INSTRUCTIONS FOR THE TASK >> When you find the line with "Which spot sits on each instance of the thin stalk" among the records below, reproduce it and each line after it exactly, ending with the line with "x=129 y=644".
:: SOURCE DATA
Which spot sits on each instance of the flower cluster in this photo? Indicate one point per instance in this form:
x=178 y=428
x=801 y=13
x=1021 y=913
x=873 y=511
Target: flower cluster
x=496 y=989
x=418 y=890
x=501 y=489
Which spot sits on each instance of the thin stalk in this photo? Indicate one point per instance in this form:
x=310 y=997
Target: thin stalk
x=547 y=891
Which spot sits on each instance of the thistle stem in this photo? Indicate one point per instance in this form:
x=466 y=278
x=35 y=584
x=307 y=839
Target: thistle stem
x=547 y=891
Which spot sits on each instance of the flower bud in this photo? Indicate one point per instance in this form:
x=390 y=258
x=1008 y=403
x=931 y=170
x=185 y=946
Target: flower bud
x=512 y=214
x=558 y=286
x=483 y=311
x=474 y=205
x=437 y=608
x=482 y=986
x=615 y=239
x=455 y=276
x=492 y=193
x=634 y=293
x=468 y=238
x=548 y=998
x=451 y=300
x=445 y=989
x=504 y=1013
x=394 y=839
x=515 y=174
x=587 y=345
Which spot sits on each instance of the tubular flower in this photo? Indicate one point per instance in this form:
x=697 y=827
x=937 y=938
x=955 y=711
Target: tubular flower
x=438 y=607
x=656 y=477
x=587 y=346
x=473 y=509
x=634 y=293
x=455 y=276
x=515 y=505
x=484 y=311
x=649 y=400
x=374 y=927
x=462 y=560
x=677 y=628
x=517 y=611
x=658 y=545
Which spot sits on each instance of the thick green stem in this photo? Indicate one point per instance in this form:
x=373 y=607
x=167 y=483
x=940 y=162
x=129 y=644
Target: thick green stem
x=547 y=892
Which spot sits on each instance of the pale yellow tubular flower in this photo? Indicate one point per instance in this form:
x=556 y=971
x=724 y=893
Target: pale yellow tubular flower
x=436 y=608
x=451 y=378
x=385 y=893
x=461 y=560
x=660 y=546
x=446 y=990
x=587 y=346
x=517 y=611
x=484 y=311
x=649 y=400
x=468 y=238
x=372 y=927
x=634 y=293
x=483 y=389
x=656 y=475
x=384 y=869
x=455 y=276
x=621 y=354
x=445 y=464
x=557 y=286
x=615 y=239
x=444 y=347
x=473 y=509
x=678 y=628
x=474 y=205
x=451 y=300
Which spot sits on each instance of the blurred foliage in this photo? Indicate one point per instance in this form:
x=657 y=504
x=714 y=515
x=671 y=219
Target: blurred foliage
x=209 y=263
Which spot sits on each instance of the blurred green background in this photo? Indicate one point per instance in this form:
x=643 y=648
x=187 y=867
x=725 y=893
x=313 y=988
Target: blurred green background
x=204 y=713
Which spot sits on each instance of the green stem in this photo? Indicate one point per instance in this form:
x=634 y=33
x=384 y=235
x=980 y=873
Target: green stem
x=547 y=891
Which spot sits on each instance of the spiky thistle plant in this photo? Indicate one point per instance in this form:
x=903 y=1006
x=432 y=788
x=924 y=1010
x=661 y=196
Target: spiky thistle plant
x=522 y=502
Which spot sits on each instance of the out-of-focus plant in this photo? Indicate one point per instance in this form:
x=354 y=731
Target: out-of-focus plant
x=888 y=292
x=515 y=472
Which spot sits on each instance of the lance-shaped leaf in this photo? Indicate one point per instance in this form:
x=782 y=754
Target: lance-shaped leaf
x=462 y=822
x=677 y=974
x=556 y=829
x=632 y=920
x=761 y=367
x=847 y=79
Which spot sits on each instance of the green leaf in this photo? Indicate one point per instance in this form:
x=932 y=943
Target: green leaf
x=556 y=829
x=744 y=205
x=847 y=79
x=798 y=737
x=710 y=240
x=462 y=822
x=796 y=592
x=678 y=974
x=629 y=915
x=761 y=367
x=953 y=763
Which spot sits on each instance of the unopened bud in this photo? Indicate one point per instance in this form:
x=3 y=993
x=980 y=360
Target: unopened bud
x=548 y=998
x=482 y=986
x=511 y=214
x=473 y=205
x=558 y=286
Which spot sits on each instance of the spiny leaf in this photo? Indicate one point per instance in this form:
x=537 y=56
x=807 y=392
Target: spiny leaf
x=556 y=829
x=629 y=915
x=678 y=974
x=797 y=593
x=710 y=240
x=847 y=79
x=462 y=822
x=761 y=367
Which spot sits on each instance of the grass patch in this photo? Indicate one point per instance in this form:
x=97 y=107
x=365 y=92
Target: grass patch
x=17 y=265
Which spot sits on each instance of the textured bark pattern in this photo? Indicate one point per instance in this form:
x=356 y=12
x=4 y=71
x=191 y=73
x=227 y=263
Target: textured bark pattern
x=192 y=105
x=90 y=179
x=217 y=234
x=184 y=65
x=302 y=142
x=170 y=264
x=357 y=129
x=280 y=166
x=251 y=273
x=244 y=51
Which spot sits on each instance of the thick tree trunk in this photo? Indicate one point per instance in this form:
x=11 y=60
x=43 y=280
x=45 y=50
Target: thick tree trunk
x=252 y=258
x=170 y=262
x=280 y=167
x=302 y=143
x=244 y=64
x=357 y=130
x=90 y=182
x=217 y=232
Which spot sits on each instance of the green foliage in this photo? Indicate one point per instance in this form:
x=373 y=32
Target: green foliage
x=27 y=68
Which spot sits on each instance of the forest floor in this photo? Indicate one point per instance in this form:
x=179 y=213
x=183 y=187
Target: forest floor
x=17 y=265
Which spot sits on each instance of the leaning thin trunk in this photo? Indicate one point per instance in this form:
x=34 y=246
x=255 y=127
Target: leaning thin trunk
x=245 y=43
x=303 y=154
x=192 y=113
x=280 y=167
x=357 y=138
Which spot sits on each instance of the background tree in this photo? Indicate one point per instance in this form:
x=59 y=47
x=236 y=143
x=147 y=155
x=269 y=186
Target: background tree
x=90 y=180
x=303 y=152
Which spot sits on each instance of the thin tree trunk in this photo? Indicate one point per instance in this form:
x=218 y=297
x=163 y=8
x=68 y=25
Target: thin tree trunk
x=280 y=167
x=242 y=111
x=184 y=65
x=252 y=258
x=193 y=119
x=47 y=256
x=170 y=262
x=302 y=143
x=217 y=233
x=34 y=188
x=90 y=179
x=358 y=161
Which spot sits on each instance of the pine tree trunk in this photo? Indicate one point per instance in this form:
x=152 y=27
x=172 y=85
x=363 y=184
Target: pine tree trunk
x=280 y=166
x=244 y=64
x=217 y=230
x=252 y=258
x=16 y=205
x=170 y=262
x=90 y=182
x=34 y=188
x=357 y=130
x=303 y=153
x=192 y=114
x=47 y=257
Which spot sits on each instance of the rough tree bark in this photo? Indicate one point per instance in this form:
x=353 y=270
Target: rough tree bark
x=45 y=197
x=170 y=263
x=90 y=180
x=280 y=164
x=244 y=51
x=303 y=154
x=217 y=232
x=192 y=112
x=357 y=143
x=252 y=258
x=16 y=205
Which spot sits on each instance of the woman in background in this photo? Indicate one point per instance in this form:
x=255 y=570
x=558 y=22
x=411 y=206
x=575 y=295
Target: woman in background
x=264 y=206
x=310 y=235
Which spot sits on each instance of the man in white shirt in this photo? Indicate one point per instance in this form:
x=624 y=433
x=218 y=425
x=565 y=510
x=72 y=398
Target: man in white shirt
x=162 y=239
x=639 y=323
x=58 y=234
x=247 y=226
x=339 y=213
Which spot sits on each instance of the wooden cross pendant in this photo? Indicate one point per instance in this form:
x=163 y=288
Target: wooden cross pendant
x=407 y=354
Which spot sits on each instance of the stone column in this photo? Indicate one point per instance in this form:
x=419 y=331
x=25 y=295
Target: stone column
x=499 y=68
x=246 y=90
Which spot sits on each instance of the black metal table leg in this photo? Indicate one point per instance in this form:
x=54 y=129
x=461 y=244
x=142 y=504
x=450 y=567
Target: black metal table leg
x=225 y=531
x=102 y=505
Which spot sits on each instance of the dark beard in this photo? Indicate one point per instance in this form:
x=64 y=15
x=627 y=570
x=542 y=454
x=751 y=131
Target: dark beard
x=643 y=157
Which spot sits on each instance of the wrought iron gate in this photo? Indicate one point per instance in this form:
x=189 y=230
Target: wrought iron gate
::::
EXPECTED ANSWER >>
Which spot sits on each instance of the thin stalk in this photo? Indicate one point per instance in this form:
x=310 y=997
Target: thin stalk
x=547 y=891
Which spot sits on each instance of the thistle stem in this photo? Indicate one point per instance in this form:
x=466 y=278
x=35 y=584
x=307 y=839
Target: thistle stem
x=547 y=891
Which spot sits on each instance of the flower bud in this photo? Indicate one point per instance in this form:
x=390 y=258
x=1008 y=403
x=931 y=170
x=185 y=946
Target: flower bud
x=512 y=214
x=558 y=286
x=483 y=311
x=474 y=205
x=437 y=608
x=482 y=986
x=615 y=239
x=455 y=276
x=492 y=193
x=634 y=293
x=468 y=238
x=548 y=998
x=451 y=300
x=445 y=989
x=504 y=1013
x=394 y=839
x=515 y=174
x=587 y=345
Which spot sits on each instance of the tubular flower in this photo? Indicate one point per instance in this form:
x=697 y=827
x=937 y=938
x=955 y=711
Target: tubular flower
x=438 y=607
x=656 y=477
x=587 y=346
x=473 y=509
x=634 y=293
x=455 y=276
x=515 y=505
x=484 y=311
x=649 y=400
x=374 y=927
x=462 y=560
x=677 y=628
x=517 y=611
x=658 y=545
Which spot sits on each instance of the thick green stem in this photo? Indicate one point per instance in this form:
x=373 y=607
x=167 y=483
x=940 y=162
x=129 y=644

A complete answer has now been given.